Prompt — Extract each line of the records below containing the word "surface".

--- start Record set ---

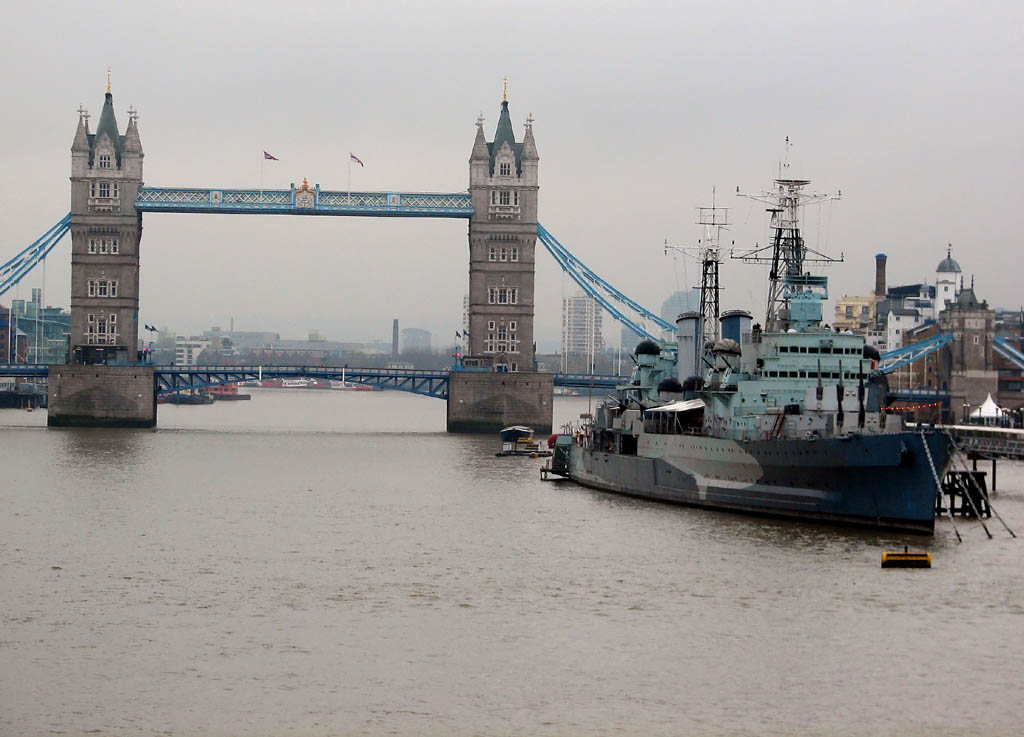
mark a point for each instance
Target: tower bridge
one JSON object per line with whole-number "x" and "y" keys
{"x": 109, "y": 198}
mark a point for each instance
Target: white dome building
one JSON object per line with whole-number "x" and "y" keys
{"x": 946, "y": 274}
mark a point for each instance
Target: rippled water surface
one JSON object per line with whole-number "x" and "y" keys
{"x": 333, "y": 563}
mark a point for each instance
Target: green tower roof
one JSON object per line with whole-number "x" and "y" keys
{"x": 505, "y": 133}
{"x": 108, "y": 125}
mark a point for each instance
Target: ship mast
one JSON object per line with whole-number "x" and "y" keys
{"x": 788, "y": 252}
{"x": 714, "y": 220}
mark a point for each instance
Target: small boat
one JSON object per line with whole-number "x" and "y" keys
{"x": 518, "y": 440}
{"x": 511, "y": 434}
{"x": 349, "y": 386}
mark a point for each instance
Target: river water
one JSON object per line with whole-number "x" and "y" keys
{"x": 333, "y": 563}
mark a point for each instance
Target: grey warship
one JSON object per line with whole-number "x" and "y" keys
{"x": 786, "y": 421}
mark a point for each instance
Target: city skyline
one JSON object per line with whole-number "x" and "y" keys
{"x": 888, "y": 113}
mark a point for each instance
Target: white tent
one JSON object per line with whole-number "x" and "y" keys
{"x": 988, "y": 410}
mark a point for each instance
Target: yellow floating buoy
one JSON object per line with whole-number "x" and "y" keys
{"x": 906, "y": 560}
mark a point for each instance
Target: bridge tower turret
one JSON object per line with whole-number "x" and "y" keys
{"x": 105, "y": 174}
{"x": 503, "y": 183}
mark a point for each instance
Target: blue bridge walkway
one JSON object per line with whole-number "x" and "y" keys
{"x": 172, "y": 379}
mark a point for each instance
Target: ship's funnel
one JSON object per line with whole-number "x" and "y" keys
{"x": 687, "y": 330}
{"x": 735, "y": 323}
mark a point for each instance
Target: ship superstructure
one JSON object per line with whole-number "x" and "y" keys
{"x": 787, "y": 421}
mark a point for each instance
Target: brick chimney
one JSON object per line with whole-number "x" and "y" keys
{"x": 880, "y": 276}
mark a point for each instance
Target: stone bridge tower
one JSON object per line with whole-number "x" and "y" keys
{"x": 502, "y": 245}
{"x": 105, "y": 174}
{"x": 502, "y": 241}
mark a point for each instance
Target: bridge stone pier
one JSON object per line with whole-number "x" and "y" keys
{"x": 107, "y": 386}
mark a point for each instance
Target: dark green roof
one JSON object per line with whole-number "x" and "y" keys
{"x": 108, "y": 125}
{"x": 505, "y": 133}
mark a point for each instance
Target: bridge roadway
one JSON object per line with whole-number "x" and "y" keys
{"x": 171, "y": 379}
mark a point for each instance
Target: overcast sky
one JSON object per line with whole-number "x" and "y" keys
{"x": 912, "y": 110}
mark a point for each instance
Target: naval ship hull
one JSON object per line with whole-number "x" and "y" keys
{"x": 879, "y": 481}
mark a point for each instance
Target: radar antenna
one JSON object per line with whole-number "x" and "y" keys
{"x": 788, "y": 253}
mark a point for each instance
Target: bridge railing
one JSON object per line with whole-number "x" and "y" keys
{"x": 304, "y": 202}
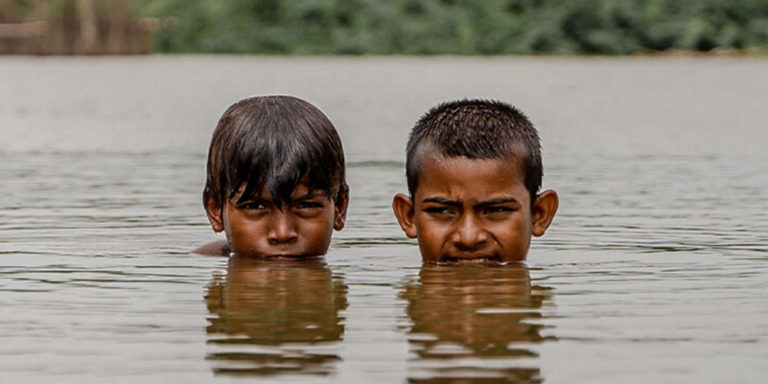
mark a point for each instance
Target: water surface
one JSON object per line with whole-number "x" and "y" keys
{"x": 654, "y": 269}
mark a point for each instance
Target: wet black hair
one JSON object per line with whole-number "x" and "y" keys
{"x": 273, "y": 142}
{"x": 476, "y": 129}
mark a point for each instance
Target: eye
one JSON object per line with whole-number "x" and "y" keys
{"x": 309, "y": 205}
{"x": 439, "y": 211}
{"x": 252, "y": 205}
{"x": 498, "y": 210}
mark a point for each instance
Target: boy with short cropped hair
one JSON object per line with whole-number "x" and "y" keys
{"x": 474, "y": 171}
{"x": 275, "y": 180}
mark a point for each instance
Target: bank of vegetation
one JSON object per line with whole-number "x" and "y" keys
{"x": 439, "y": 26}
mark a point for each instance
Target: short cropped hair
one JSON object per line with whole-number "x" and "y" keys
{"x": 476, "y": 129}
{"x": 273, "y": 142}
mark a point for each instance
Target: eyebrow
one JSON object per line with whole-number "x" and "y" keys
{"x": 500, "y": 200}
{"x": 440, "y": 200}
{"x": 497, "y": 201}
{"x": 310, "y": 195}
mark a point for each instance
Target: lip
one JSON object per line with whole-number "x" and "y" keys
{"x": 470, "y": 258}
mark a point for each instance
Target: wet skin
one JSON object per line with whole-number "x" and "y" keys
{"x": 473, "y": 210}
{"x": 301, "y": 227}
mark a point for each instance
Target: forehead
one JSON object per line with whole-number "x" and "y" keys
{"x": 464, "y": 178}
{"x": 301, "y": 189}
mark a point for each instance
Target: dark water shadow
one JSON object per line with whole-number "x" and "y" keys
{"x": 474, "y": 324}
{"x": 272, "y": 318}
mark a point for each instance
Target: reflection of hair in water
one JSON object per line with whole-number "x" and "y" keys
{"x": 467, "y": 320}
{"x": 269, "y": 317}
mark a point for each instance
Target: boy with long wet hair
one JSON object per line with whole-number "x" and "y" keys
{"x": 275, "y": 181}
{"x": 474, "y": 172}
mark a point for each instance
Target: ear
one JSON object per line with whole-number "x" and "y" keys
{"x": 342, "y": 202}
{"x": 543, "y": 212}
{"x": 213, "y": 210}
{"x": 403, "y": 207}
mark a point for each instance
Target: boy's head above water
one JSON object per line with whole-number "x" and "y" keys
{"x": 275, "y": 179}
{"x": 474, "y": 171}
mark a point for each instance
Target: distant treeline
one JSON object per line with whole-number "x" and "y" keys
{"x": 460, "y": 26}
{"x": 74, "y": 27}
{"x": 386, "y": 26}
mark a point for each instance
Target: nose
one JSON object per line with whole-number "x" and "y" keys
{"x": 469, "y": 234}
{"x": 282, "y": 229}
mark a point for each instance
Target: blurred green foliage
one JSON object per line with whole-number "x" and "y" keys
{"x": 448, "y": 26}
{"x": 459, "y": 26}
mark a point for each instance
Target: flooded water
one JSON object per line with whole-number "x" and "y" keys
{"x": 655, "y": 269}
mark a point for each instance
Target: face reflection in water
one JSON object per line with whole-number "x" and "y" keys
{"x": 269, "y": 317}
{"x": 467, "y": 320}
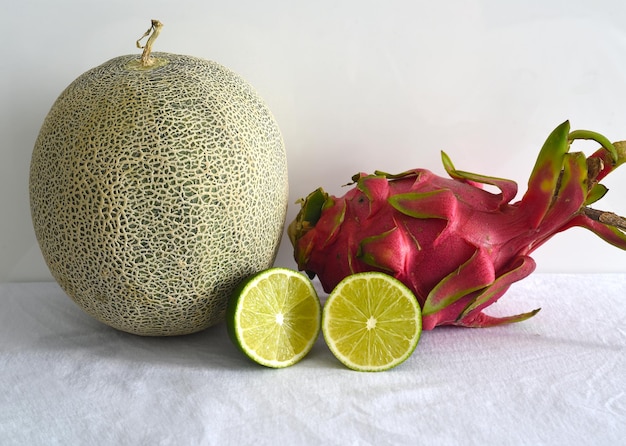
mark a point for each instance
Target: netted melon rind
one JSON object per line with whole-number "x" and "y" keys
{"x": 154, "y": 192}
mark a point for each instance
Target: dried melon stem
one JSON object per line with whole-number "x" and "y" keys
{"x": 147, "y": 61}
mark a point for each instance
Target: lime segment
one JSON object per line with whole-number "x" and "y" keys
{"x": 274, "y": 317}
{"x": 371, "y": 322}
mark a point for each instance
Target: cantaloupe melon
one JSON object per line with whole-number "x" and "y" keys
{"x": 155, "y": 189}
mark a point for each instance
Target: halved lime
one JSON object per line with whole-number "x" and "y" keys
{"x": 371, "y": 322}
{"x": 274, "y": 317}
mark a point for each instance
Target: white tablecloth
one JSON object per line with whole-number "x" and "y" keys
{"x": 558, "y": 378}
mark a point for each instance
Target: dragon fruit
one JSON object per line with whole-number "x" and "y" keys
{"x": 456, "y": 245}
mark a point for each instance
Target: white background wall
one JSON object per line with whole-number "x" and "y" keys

--- end Record set ---

Reply to the exercise —
Target: rippled water surface
Target: water surface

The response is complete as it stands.